Alors qu'un attentat contre le dictateur Oliver Cromwell vient d'échouer paraît un pamphlet qui appelle ouvertement à son assassinat, arguant de la légitimité de faire justice « par tout moyen possible ».
Imprimé clandestinement et distribué sous le manteau à Londres en 1657, Killing No Murder, paru initialement sous la signature de William Allen, est généralement attribué au colonel Edward Sexby, bien que l’identité de l’auteur effectif ne soit pas avérée, comme l’explique l’éditeur dans une préface érudite, nécessaire pour rappeler, par ailleurs, le contexte historique de sa parution.

Lignes du jeu de données de pointage d'objets:
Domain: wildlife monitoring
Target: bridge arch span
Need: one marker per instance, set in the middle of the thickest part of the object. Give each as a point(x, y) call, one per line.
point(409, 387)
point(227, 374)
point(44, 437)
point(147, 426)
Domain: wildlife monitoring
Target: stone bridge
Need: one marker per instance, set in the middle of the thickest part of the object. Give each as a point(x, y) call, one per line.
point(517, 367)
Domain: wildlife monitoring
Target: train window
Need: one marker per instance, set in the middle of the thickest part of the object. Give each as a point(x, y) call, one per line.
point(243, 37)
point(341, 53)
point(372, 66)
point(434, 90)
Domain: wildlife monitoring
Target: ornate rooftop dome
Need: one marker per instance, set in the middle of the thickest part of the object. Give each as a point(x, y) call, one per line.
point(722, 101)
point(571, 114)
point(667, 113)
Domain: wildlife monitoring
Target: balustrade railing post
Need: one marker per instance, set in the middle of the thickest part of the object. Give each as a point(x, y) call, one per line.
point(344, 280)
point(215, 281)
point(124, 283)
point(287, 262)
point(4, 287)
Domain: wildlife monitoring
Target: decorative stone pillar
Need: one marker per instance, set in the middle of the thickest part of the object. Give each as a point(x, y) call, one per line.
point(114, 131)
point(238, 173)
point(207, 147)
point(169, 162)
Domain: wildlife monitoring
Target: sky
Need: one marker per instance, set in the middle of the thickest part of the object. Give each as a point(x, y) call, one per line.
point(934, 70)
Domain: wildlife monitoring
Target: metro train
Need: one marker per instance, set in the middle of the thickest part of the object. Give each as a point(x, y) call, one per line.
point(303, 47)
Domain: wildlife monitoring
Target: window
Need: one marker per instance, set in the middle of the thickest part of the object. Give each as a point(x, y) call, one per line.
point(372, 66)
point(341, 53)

Exercices à faire:
1. Résumez en deux phrases le texte sur le pamphlet Killing No Murder.
2. Recopiez le passage du texte sur le pamphlet Killing No Murder en commençant à « Alors qu'un attentat » et en terminant à « de sa parution. ».

Corrigé des exercices:
1. Alors qu'un attentat contre le dictateur Oliver Cromwell vient d'échouer, paraît un pamphlet qui appelle ouvertement à son assassinat en invoquant la légitimité de faire justice « par tout moyen possible ». Imprimé clandestinement à Londres en 1657 sous la signature de William Allen, Killing No Murder est généralement attribué au colonel Edward Sexby, mais l'identité de l'auteur effectif n'est pas avérée, comme l'explique l'éditeur dans une préface érudite.

2.
Alors qu'un attentat contre le dictateur Oliver Cromwell vient d'échouer paraît un pamphlet qui appelle ouvertement à son assassinat, arguant de la légitimité de faire justice « par tout moyen possible ».
Imprimé clandestinement et distribué sous le manteau à Londres en 1657, Killing No Murder, paru initialement sous la signature de William Allen, est généralement attribué au colonel Edward Sexby, bien que l’identité de l’auteur effectif ne soit pas avérée, comme l’explique l’éditeur dans une préface érudite, nécessaire pour rappeler, par ailleurs, le contexte historique de sa parution.